Students can most times identify figurative language in someone’s writing, and they can often state what is being compared and described; however, they sometimes struggle with the question of why and how authors make specific choices about the language they use.
To this end, I worked with Melissa Larisch and Sam Bosse on a lesson designed with the following learning targets:
- I understand how writers use figurative language and imagery to relay an underlying theme or a tone and what effect these tools have on the overall piece and the reader.
- I can use concrete details to represent an abstract idea.
- I can choose important details and appropriate metaphors to enhance the development of tone and theme in my own writing.
These learning goals were established for two reasons. The first was that while reading “Rules of the Game,” both teachers noticed consistent recognition of the figurative language Amy Tan was using, but a lack of understanding as to what purposeful effect these tools had on the reader. For example, the wind is used as a metaphor throughout the short narrative. Students struggled to understand why at points the “wind whispered” to Tan, as opposed to “shouted” or “barked.”
To this end, we compared how the same metaphor was used in different contexts for different purposes.
Here is an example:
The second reason for the lesson was the desire of both teachers to enhance their students’ ability to make thoughtful language choices in their own writing using Amy Tan as a model.
For this second goal, we began by brainstorming “abstractions” together. Then, students were given a random object on a card and asked to use descriptive and figurative language to make that object represent the abstraction.

..............................

**TASK INSTRUCTIONS**:
a. Answer these questions using the account of the figurative-language lesson:
(i) Which short narrative were the students reading when the teachers noticed the problem?
(ii) What is used as a metaphor throughout that narrative?
(iii) What was printed on the card each student received?
b. Extend the account of the figurative-language lesson, picking up right after its final sentence.

**RECORDS**:
..............................

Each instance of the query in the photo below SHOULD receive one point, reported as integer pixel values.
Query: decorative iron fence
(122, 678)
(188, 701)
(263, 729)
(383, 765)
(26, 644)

..............................

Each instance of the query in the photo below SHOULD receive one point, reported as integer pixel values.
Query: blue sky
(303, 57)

..............................

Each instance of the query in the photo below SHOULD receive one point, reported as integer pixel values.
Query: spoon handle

..............................

**RESPONSES TO THE EXERCISE**:
a.
(i) "Rules of the Game" by Amy Tan.
(ii) The wind.
(iii) A random object.

b.
Before students began, the teacher modeled the writing by creating one together in class with students. The object for the example is a moldy orange, and the abstraction it represents is “forgotten” or “forlorn.” The class brainstormed descriptive language to use in the paragraph and then thought through the process together to do the actual writing while the teacher prompted them with questions (see resources for examples) and typed the piece.
This part of the process can be a little “messy” because it is impromptu; the teacher is as surprised as the students about what develops. However, this also allows students to see the thinking process behind the writing, especially as the teacher reads the work aloud and revises it with students.
Both teachers continued the lesson the next day in interesting ways. Larisch had her students share their writing aloud to a partner and had the partner guess the abstraction it represented. She told them if they could guess it or get close, they had done a good job. If not, they needed to revise.
Bosse had his students post the pieces of writing on Edmodo (more to come about the later) and respond to one another via posts. His students also had to guess the abstraction represented in the writing.
Larisch reported that her students were eager to share their writing with one another, and they willingly read aloud to the class after the lesson.
- Here is the Power Point we used for the lesson: Abstract to Concrete Power Point-1
- This resource provides some “prompting questions for teachers while modeling this type of writing: Prompting Questions for Teachers: Creative Writing.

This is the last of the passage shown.